_Text for analysis_.
The latest Uber headlines are straight out of a TV drama. Recode: “A top Uber executive, who obtained the medical records of a customer who was a rape victim, is fired.” CNBC, citing subscription-only tech news site The Information: “Uber reportedly used an algorithm to pay new hires less—reinforcing a gender pay gap.”
The facts in the stories are worse. Recode reported June 7 that Eric Alexander, president of Uber’s Asia Pacific business, obtained the medical records of a 26-year-old woman who was raped and assaulted by her driver in New Dehli in December 2014, and then showed them to Uber CEO Travis Kalanick and senior vice president Emil Michael. The executives reportedly used the records to consider the possibility that the woman’s account of being raped—for which her assailant was ultimately sentenced to life in prison—simply wasn’t true.
The Information reported (paywall) that Uber in mid-2015 approved an algorithm-powered compensation system that “aimed to persuade candidates to accept the lowest possible offers.” The so-called “market of one” method disproportionately disadvantaged women, who typically make less than men in similar jobs. “You’re saying women systematically exist in a market of lower pay” a person familiar with the compensation algorithm told The Information.

_Supplied information_.
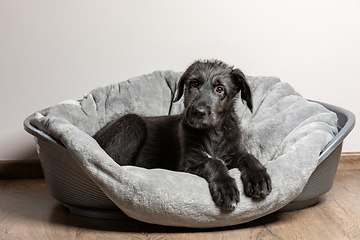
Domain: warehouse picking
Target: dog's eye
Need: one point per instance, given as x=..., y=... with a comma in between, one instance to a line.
x=195, y=83
x=219, y=89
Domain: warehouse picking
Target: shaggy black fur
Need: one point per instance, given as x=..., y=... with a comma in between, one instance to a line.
x=204, y=140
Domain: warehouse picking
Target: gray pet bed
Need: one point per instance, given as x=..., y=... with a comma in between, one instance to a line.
x=285, y=132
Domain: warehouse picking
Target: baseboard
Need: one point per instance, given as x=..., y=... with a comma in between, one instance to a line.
x=20, y=169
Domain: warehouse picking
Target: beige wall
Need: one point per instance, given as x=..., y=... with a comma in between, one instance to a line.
x=56, y=50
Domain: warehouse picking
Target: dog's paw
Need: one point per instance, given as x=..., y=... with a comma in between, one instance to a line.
x=225, y=193
x=257, y=184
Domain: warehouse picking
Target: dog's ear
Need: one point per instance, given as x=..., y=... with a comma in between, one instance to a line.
x=239, y=79
x=180, y=88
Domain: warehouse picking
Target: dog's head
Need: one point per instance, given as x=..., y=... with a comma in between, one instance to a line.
x=209, y=92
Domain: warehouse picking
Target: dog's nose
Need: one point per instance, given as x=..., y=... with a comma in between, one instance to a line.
x=200, y=111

_Problem 1_.
List every person named in the Uber article above.
_Problem 2_.
Duplicate a passage from the Uber article above word for word, starting at the words "The latest Uber" and ending after the words "prison—simply wasn’t true.".

_Expected answer 1_.
Eric Alexander, Travis Kalanick, Emil Michael

_Expected answer 2_.
The latest Uber headlines are straight out of a TV drama. Recode: “A top Uber executive, who obtained the medical records of a customer who was a rape victim, is fired.” CNBC, citing subscription-only tech news site The Information: “Uber reportedly used an algorithm to pay new hires less—reinforcing a gender pay gap.”
The facts in the stories are worse. Recode reported June 7 that Eric Alexander, president of Uber’s Asia Pacific business, obtained the medical records of a 26-year-old woman who was raped and assaulted by her driver in New Dehli in December 2014, and then showed them to Uber CEO Travis Kalanick and senior vice president Emil Michael. The executives reportedly used the records to consider the possibility that the woman’s account of being raped—for which her assailant was ultimately sentenced to life in prison—simply wasn’t true.